* _REQUIRED TASKS_
1. Answer these questions from the text on volunteerism, one line each:
(a) What do high school students in Cleveland do?
(b) Which coalition's board of directors does John Gardner head?
(c) What organization did Gardner formerly direct?
2. Carry the text on volunteerism forward from its final sentence.

* _PASSAGE FOR REVIEW_
Report Outline
Growing Citizen Involvement
Traditional Voluntary Role
Private Need, Public Policy
Special Focus
Growing Citizen Involvement
Estimates of the Number of Volunteers
In Beverly Hills, a physician treats poor patients free of charge. In New York, a citizens' association cares for trees along the city's streets. In Cleveland, high school students help tutor elementary pupils. What makes these otherwise ordinary jobs noteworthy is that they are all done by volunteers. Acting individually or in groups, volunteers perform a myriad of social services in communities throughout the country. In a society whose latest commandment seems to be “me first,” the contributions of volunteers often are taken for granted. But according to John Gardner, former director of Common Cause and now head of the board of directors of Independent Sector, a coalition of charitable and philanthropic organizations, if volunteerism “were to disappear from our national life, we would be less distinctively American. Volunteer work enhances our creativity…, nurtures individual responsibility, stirs life at the grass roots and reminds us that we are born free.”

* _INPUT DATA_

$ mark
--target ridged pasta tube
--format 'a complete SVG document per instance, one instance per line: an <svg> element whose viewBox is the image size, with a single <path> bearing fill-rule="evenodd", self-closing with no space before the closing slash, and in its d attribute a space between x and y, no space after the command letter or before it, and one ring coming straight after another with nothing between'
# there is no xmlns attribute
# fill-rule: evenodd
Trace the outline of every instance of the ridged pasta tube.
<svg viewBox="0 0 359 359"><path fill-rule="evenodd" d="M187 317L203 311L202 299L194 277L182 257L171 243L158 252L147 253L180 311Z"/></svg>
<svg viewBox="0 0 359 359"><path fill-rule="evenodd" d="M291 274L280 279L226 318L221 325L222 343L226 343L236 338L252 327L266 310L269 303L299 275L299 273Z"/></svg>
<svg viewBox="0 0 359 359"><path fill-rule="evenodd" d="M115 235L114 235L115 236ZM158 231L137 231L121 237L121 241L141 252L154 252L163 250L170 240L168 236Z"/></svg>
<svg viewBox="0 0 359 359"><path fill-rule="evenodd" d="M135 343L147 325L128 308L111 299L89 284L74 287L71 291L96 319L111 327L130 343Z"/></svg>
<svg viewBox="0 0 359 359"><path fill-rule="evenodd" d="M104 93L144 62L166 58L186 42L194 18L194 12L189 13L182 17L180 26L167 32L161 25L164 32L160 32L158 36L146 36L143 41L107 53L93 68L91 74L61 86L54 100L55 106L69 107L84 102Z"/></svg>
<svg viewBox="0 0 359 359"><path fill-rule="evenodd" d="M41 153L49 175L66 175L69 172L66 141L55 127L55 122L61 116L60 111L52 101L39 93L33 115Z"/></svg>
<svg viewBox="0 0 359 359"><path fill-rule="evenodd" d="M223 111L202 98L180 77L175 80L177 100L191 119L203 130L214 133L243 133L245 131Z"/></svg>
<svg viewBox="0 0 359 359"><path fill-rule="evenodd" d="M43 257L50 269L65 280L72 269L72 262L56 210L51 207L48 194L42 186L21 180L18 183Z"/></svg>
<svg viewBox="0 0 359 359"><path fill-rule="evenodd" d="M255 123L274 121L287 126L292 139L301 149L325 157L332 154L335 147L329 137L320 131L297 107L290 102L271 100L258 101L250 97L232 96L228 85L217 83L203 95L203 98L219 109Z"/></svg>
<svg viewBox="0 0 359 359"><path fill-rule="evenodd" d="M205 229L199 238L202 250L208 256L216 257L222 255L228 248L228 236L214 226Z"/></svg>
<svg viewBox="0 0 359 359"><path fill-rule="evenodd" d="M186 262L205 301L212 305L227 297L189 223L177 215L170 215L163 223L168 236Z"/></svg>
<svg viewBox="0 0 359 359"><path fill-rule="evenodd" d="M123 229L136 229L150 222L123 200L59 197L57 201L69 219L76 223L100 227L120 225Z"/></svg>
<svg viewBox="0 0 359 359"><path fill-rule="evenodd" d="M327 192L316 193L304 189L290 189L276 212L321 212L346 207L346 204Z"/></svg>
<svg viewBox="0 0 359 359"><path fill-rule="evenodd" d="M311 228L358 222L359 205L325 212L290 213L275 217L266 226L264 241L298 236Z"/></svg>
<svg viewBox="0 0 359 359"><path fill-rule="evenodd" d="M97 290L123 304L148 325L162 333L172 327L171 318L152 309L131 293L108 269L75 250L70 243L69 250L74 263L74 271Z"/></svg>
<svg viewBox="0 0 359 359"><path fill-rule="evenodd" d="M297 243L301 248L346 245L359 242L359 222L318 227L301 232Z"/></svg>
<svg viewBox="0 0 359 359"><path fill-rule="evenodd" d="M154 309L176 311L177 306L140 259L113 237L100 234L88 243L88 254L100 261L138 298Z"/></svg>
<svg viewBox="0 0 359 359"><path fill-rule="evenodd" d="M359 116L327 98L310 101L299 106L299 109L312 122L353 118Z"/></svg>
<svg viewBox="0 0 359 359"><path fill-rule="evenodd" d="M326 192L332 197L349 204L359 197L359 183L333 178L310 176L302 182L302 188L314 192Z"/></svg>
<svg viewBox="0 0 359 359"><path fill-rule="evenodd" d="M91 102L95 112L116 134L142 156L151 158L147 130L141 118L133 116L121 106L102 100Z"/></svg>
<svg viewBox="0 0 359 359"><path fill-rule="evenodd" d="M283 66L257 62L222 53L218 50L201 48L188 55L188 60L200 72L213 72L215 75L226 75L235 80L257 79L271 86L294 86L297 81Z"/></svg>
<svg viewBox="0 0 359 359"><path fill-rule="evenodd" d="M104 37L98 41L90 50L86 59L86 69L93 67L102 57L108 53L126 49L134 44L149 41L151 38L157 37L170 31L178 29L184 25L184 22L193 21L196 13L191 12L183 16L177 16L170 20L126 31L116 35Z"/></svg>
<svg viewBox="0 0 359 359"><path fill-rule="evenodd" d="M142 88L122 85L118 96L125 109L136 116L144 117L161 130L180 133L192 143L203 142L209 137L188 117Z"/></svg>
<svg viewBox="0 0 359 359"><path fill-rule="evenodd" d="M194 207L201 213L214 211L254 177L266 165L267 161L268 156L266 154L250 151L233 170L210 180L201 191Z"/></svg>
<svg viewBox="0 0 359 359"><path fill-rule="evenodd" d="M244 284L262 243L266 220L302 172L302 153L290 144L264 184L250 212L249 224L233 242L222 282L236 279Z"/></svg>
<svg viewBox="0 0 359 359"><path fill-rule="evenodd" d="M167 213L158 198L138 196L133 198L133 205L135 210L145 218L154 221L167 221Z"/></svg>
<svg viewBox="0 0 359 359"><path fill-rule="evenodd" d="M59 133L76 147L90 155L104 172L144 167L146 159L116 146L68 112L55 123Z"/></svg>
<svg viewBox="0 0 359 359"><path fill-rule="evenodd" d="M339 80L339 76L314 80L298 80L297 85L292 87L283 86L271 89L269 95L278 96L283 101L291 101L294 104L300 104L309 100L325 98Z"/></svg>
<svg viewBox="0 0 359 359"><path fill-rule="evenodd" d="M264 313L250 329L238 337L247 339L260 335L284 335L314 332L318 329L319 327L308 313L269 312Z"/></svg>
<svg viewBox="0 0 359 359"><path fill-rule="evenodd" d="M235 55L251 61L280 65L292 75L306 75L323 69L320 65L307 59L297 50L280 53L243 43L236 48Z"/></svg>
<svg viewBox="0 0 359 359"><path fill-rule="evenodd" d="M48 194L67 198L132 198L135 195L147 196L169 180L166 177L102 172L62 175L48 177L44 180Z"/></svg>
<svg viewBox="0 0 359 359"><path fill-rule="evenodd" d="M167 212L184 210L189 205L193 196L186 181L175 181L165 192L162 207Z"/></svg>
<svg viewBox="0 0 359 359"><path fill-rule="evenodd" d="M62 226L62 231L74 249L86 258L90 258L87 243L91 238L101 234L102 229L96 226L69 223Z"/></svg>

* _EXPECTED RESPONSES_
1.
(a) They help tutor elementary pupils.
(b) Independent Sector.
(c) Common Cause.

2.
No one is sure how many Americans actually do volunteer work each year. A 1979 Gallup Poll indicated that 70 percent of the nation's adults were willing to participate in neighborhood betterment activities or assist in social service tasks. The last major study of volunteering, conducted in 1974 by ACTION, the federal volunteer agency, and the U.S. Census Bureau, found that 24 percent of the population — or 37 million people over the age of 13 — were volunteering their time and effort in one way or another. The study, “Americans Volunteer: 1974,” said that volunteers worked an annual total of 137 million hours, the equivalent of 3.4 million people working a 40-hour week. However, the survey only covered the activities of organized volunteers, and much of the volunteer and charity work done in the United States is spontaneous. The American Association of Fund-Raising Counsel, a private philanthropy research group, estimates that if informal volunteers were counted along with organized volunteers, the total would be as high as 68 million people each year.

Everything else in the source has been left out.